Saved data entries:
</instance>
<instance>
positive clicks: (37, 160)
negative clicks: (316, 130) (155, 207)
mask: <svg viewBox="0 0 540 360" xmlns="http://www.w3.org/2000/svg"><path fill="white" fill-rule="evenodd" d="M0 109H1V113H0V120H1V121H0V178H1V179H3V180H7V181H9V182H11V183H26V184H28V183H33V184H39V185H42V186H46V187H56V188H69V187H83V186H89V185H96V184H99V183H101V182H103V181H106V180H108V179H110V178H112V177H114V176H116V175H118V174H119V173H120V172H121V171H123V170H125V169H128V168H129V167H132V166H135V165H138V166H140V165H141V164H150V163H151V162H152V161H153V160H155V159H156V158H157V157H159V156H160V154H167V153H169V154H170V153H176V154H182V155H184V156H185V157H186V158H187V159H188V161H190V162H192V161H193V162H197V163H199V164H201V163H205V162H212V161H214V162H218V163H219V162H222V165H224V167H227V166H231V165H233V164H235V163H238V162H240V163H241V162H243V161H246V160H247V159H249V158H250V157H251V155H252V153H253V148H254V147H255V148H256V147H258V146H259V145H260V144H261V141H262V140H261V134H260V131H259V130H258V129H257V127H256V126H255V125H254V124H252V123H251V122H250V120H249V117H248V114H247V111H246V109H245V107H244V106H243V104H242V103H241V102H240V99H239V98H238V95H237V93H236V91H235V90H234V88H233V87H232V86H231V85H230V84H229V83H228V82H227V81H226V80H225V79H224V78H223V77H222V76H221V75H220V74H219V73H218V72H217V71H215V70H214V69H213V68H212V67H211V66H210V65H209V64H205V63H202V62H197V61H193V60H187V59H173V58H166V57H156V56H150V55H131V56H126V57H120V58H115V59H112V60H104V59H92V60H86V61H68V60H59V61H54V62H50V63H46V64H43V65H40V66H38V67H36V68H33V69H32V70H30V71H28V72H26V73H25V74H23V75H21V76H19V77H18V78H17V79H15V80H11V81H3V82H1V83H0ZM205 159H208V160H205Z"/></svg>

▶ _THE TASK_
An exact transcription of all the records is needed.

▶ _RESPONSE_
</instance>
<instance>
positive clicks: (37, 160)
negative clicks: (316, 130) (155, 207)
mask: <svg viewBox="0 0 540 360" xmlns="http://www.w3.org/2000/svg"><path fill="white" fill-rule="evenodd" d="M0 109H1V113H0V120H1V121H0V178H1V179H3V180H7V181H9V182H11V183H26V184H28V183H33V184H39V185H42V186H46V187H56V188H69V187H83V186H89V185H96V184H99V183H101V182H103V181H106V180H108V179H110V178H112V177H114V176H116V175H118V174H119V173H120V172H121V171H123V170H125V169H128V168H129V167H132V166H135V165H138V166H140V165H141V164H150V163H151V162H152V161H153V160H155V159H156V158H157V157H159V156H160V154H167V153H169V154H170V153H176V154H182V155H184V156H185V157H186V158H187V159H188V161H190V162H192V161H193V162H197V163H199V164H201V163H205V162H212V161H214V162H218V163H219V162H222V165H224V167H227V166H231V165H233V164H235V163H238V162H240V163H241V162H243V161H246V160H247V159H249V158H250V157H251V155H252V153H253V148H254V147H255V148H256V147H258V146H259V145H260V144H261V141H262V140H261V134H260V131H259V130H258V129H257V127H256V126H255V125H254V124H252V123H251V122H250V120H249V117H248V114H247V111H246V109H245V107H244V106H243V104H242V103H241V102H240V99H239V98H238V95H237V93H236V91H235V90H234V88H233V87H232V86H231V85H230V84H229V83H228V82H227V81H226V80H225V79H224V78H223V77H222V76H221V75H220V74H219V73H218V72H217V71H215V70H214V69H213V68H212V67H211V66H210V65H209V64H205V63H202V62H197V61H193V60H187V59H173V58H166V57H156V56H150V55H131V56H126V57H120V58H115V59H112V60H104V59H92V60H86V61H68V60H59V61H54V62H50V63H46V64H43V65H40V66H38V67H36V68H33V69H32V70H30V71H28V72H26V73H25V74H23V75H21V76H19V77H18V78H17V79H15V80H11V81H3V82H1V83H0ZM205 159H208V160H205Z"/></svg>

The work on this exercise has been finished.